=== EXTRAIT CHOISI ===

Et voilà, encore un et pas n’importe lequel, car en ce début des
années 1970, la ville alors sous conseil du parti de l’Istiqlal prit la sage décision d’édifier là de simples
bancs d’un ciment brut et gris, sans grand frais. Des bancs assez raides et
austères qui pourtant comptaient de nombreux amants adeptes de pleine lune. Et
surtout, où par ces nuits d’été, quand la canicule et les vents chauds
baignent une ville devenue presque
invisible. Hier encore à cette place, c’était un beau peuplier blanc (sefsaf
lbied ou sefsaf amellal) qui se parait au printemps venu d’un épais feuillage
vert sombre avec un dessous de feuilles couvert d’un léger duvet blanc velouté. Son
tronc noueux portait les promesses de
plusieurs générations de couples qui ont laissé là des stigmates gravées dans
son écorce, des initiales et des cœurs en signe de leur passion. Toujours
debout, mais bien mort, l’ultime platane semble avoir été frappé par la foudre,
il n’a pas fleuri ce printemps et ses feuilles ne brilleront plus de mille feux
à l’approche de l’automne.

===

### OBJECTIF DE L'EXERCICE
Pour chaque affirmation, dites si elle concorde avec l'extrait, par oui ou non, avec les mots décisifs de l'extrait cités à l'identique. (a) Au début des années 1970, la ville était sous conseil du parti de l'Istiqlal. (b) Les bancs installés étaient en marbre blanc. (c) Des couples avaient gravé des initiales et des cœurs dans l'écorce du peuplier. Les données proviennent d'une autre source que l'extrait.

=== DONNÉES EXTRAITES ===

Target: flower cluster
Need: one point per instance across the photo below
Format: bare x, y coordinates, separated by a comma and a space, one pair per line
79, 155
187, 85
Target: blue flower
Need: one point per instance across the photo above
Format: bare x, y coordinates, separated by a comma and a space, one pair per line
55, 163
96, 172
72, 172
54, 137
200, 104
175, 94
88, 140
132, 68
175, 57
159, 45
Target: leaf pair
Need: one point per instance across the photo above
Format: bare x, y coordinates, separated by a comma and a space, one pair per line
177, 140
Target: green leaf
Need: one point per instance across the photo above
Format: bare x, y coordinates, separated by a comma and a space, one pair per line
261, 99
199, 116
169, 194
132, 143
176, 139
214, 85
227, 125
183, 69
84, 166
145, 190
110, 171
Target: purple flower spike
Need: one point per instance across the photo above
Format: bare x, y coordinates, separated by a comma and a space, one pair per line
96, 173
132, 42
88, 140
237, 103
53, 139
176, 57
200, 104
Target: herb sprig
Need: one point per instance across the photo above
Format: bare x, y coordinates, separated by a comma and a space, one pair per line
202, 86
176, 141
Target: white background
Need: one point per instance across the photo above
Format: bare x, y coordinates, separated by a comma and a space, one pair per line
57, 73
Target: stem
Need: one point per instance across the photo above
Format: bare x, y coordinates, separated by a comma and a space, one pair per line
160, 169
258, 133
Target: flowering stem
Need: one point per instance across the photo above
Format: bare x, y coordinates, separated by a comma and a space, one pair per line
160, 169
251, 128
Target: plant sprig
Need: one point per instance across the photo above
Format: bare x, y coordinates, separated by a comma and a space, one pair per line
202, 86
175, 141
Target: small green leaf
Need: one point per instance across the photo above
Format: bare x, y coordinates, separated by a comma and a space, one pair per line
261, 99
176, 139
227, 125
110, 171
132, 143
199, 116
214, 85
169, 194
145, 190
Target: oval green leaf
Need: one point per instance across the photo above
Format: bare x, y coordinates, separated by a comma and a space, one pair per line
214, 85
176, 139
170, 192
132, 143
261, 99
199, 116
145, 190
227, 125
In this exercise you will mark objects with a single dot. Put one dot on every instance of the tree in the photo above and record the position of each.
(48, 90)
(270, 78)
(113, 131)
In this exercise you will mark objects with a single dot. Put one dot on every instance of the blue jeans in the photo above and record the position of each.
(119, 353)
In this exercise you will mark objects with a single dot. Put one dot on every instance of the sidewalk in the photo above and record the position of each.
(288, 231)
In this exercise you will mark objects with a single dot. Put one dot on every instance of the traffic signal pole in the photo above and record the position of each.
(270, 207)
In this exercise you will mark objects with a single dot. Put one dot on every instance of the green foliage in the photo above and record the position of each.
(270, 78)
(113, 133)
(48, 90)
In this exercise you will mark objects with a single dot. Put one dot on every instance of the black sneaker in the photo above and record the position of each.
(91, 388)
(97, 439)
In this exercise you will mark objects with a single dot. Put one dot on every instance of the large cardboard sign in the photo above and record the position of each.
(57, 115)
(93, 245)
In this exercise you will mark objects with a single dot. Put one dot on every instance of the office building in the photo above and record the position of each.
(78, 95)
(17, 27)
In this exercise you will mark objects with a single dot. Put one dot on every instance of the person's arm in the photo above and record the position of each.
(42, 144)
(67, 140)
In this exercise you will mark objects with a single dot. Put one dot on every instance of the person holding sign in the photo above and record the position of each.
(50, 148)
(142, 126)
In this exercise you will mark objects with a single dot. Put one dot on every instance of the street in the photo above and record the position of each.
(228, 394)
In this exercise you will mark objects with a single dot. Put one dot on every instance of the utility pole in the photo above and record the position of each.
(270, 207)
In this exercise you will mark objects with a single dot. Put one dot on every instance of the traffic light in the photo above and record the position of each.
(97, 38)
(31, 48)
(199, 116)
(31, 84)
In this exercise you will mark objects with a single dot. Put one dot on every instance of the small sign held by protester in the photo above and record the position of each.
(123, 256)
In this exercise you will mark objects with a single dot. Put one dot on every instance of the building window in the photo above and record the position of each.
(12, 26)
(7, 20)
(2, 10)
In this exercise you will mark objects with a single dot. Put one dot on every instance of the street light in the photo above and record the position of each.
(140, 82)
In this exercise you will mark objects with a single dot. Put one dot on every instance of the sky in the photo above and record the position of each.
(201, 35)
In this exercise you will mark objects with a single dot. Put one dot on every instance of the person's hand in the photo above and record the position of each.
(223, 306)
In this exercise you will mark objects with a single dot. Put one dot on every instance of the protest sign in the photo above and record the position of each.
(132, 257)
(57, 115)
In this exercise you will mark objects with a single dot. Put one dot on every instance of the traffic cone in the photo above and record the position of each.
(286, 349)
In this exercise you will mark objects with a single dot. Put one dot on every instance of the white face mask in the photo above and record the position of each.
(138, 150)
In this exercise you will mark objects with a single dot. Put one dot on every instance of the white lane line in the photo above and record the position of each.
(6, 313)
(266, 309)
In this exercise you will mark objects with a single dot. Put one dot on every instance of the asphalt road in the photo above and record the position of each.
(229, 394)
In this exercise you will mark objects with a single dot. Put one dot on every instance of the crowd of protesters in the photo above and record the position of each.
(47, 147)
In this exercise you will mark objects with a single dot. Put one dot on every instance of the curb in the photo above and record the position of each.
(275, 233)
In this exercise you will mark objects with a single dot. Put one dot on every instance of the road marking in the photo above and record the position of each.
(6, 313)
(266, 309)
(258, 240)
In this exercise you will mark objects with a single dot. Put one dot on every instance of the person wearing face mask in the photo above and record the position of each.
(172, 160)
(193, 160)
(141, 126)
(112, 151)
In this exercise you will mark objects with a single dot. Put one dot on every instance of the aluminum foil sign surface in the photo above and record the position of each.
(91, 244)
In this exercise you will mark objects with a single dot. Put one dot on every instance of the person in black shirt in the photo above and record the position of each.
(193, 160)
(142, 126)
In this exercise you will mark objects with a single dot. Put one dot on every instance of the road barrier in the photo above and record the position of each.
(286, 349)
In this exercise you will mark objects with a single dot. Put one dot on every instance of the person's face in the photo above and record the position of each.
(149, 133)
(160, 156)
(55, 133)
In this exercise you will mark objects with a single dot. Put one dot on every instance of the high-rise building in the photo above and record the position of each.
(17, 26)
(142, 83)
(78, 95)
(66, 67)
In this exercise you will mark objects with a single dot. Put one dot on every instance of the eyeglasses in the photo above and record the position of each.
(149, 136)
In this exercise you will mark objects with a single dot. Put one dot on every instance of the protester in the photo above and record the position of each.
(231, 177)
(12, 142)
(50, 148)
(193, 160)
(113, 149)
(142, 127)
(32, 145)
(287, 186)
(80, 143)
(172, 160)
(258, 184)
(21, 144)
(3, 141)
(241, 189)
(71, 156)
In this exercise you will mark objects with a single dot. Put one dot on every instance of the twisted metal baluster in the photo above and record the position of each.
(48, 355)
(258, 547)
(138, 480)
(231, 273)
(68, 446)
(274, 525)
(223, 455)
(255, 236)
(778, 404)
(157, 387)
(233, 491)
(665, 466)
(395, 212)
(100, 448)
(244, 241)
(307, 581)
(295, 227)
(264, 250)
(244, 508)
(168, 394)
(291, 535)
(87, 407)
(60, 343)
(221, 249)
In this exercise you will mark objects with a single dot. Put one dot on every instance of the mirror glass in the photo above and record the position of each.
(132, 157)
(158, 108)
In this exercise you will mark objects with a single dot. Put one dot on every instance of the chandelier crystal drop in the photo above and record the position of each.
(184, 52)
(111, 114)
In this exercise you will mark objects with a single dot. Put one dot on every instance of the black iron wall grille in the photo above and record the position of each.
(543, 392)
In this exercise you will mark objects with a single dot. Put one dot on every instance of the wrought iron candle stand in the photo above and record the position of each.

===

### RÉPONSE AU PROBLÈME
(a) Oui : « en ce début des années 1970, la ville alors sous conseil du parti de l’Istiqlal prit la sage décision »
(b) Non : « de simples bancs d’un ciment brut et gris »
(c) Oui : « des stigmates gravées dans son écorce, des initiales et des cœurs en signe de leur passion »